[Start Data supplied]

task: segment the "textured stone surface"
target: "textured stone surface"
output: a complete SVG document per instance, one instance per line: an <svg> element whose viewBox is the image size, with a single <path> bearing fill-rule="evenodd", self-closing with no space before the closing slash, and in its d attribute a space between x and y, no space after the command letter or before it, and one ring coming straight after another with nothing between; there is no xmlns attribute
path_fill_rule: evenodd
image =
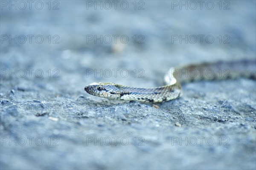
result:
<svg viewBox="0 0 256 170"><path fill-rule="evenodd" d="M255 58L255 1L221 1L221 10L218 1L211 1L212 10L208 1L202 10L186 1L187 10L179 1L137 1L136 10L130 1L127 10L119 1L116 10L114 3L95 10L95 1L68 0L21 10L18 2L10 10L9 1L1 1L1 169L255 169L254 80L191 82L181 98L159 108L84 91L93 82L161 85L171 66ZM17 43L4 40L10 35ZM88 40L95 35L112 42ZM113 35L129 41L115 43ZM180 35L198 41L172 41ZM102 77L88 74L101 69Z"/></svg>

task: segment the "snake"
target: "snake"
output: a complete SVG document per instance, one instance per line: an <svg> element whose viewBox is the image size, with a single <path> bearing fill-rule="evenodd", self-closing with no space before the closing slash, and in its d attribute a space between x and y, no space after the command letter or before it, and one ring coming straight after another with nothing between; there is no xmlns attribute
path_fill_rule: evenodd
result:
<svg viewBox="0 0 256 170"><path fill-rule="evenodd" d="M166 85L154 88L134 88L113 82L93 82L84 87L89 94L108 99L160 103L182 95L182 84L195 81L218 80L240 77L256 79L256 60L219 61L172 67L166 74Z"/></svg>

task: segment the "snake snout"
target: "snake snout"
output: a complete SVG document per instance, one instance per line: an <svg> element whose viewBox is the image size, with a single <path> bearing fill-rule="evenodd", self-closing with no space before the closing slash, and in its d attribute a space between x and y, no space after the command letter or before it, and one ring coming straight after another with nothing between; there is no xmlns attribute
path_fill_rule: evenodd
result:
<svg viewBox="0 0 256 170"><path fill-rule="evenodd" d="M90 91L90 88L91 87L90 86L87 85L86 86L84 87L84 91L88 93Z"/></svg>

[End Data supplied]

Short task:
Copy all the entries above, changing every "segment" to "outline" and keeping everything else the same. Leave the picture out.

Output of the exercise:
task: outline the "textured stone surface"
target: "textured stone surface"
output: a complete SVG document per instance, one instance per line: an <svg> element whose viewBox is the image size, with a single <path> bearing fill-rule="evenodd", self-closing with no space before the closing slash, and in its d attribute a space between x and y, no space after the command letter or before it, and one ring coming straight after another with nothing between; there is no xmlns attribute
path_fill_rule: evenodd
image =
result:
<svg viewBox="0 0 256 170"><path fill-rule="evenodd" d="M255 58L255 1L221 1L221 10L218 1L211 1L212 10L208 1L202 10L186 1L187 10L179 1L137 1L136 10L130 1L127 10L119 1L116 10L114 3L95 10L95 1L68 0L21 10L18 2L10 10L9 1L1 1L1 169L255 169L254 80L191 82L181 98L159 108L84 91L93 82L161 85L171 66ZM17 43L4 40L10 35ZM88 40L95 35L112 42ZM113 35L129 41L115 43ZM180 35L198 41L172 41ZM102 77L88 74L101 69Z"/></svg>

task: outline the "snake"
target: "snake"
output: a complete SVG document per instance, one instance per line: an <svg> element whose viewBox is the image size, with a single <path> bearing fill-rule="evenodd", self-closing with no space before the closing slash, and in its d attribute a space between x and y, no space after the command letter or before it, and one ring coming straight after another with nothing between; there is no xmlns attribute
path_fill_rule: evenodd
result:
<svg viewBox="0 0 256 170"><path fill-rule="evenodd" d="M166 85L154 88L134 88L113 82L93 82L84 87L89 94L108 99L160 103L182 95L182 84L195 81L218 80L240 77L256 79L256 60L219 61L172 67L166 74Z"/></svg>

task: outline the "snake snout"
target: "snake snout"
output: a complete SVG document per instance, one instance per line: an <svg> element whose viewBox is the image size, with a single <path> bearing fill-rule="evenodd", self-closing with no space before the closing slash, and in its d attribute a space between x and y, no space after the command letter or before it, and one ring coming straight after another with nothing between; there is no xmlns attribute
path_fill_rule: evenodd
result:
<svg viewBox="0 0 256 170"><path fill-rule="evenodd" d="M90 91L90 88L91 87L90 86L87 85L86 86L84 87L84 91L88 93Z"/></svg>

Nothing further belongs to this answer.